### DOCUMENT EXTRACT
It’s been nearly 60 years since the British Invasion began, but the debate rages on: Beatles or Stones? Fans have been arguing the point for generations, and with the music industry basically shut down by the COVID-19 pandemic, Paul McCartney and Mick Jagger are getting in on the action.
McCartney called into The Howard Stern Show earlier this month to promote Get Back, Peter Jackson’s upcoming Beatles documentary. Stern brought up the rivalry and was adamant about his preference for the Liverpudlian foursome.
“You know you’re going to persuade me to agree with that one,” McCartney said. “The Stones are a fantastic group. I go to see them every time they come out because they’re a great, great band.”
“They are rooted in the blues,” McCartney continued. “When they are writing stuff, it’s to do with the blues, whereas we had a little more influences. … There’s a lot of differences, but I love the Stones, but I’m with you: The Beatles were better.”
Appearing last week on an Apple Music show hosted by New Zealand DJ Zane Lowe, Jagger laughed when Lowe brought up McCartney’s comments.
“There’s obviously no competition,” Jagger replied, refusing to clarify what exactly he meant in a sort of tongue-in-cheek manner. Then, Jagger clarified what he saw as the “big difference” between the groups.
“Slightly seriously, the Rolling Stones have been a big concert band in other decades and other eras when the Beatles never even did an arena tour, you know Madison Square Garden with a decent sound system. They broke up before that business started, the touring business for real.”
“That’s the real big difference between these two bands: One band is unbelievably luckily still playing in stadiums and then the other band doesn’t exist.”
So there you have it: Paul says the Beatles’ willingness to explore new sounds made them better, while Mick says that the Stones’ longevity and mastery of the arena concert gives them the edge.
It will, as always, be a matter of taste. But thankfully, your rock ‘n roll dads are keeping the rivalry friendly. They’ve known each other for decades, and they can doubtlessly understand each other’s life experiences better than nearly anyone else.
When the Beatles were inducted into the Rock and Roll Hall of Fame in 1988, the one chosen to introduce them was none other than Mick Jagger.
“We had a lot of rivalry in those early years, and a little bit of friction, but we always ended up friends, and I like to think we still are,” Jagger said. “Those were some of the greatest times in our lives, and I’m really proud to be the one that leads them into the Rock and Roll Hall of Fame.”
Reading that and pondering their respective oeuvres, it’s hard not to feel lucky that we even get to choose a favorite.

### DATA SECTION
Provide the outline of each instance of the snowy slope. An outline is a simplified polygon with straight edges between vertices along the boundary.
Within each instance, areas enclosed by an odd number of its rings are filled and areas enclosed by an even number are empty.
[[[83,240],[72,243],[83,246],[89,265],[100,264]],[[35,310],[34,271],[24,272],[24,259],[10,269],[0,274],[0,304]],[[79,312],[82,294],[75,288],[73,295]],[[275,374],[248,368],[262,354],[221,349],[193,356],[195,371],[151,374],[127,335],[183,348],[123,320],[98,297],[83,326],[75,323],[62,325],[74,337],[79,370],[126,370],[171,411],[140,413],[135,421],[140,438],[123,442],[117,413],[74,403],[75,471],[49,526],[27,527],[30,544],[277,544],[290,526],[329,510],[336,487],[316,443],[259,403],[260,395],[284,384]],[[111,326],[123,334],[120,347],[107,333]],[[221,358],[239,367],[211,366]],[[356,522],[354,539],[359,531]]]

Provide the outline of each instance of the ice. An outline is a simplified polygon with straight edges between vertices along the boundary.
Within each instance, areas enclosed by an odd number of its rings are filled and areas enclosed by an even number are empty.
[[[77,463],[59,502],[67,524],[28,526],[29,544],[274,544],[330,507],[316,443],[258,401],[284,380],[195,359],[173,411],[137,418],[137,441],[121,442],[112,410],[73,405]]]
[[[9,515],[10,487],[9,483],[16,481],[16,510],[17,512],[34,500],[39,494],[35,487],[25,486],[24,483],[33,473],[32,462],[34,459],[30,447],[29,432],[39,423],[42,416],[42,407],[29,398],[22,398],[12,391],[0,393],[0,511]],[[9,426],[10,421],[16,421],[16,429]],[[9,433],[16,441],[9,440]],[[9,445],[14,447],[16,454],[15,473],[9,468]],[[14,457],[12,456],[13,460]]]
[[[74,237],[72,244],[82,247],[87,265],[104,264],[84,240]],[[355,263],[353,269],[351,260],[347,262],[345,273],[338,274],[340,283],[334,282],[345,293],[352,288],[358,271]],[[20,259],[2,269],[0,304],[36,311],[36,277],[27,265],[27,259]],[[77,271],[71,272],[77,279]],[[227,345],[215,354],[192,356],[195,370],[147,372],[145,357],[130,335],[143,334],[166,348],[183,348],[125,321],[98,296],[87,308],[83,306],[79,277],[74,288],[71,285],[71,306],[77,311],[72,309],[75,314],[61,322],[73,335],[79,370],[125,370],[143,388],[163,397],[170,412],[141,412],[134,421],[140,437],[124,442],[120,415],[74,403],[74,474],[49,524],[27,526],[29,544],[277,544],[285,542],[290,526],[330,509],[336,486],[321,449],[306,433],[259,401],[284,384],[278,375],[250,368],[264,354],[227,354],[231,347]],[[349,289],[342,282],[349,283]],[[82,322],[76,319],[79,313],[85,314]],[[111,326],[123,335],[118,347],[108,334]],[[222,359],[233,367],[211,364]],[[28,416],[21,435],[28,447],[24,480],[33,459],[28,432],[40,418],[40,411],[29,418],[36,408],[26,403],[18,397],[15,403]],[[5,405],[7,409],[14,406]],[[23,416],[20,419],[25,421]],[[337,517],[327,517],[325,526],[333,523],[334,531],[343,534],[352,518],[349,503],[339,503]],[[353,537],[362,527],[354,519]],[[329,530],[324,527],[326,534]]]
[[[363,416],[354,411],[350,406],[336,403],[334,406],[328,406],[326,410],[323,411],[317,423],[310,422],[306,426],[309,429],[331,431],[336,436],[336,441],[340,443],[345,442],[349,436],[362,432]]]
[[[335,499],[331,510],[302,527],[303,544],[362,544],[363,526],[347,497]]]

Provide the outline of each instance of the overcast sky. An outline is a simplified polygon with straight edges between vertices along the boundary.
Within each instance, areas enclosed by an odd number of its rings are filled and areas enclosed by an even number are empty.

### ACTION ITEM A
List every person named in the Beatles-versus-Stones article.
### ACTION ITEM B
In the Beatles-versus-Stones article, who introduced the Beatles at their 1988 Rock and Roll Hall of Fame induction?
### ACTION ITEM C
Reproduce the passage of the Beatles-versus-Stones article starting at "Appearing last week" and ending at "between the groups.".
The records have nothing to do with what comes next.

### ANSWER SPACE A
Paul McCartney, Mick Jagger, Howard Stern, Peter Jackson, Zane Lowe

### ANSWER SPACE B
Mick Jagger

### ANSWER SPACE C
Appearing last week on an Apple Music show hosted by New Zealand DJ Zane Lowe, Jagger laughed when Lowe brought up McCartney’s comments.
“There’s obviously no competition,” Jagger replied, refusing to clarify what exactly he meant in a sort of tongue-in-cheek manner. Then, Jagger clarified what he saw as the “big difference” between the groups.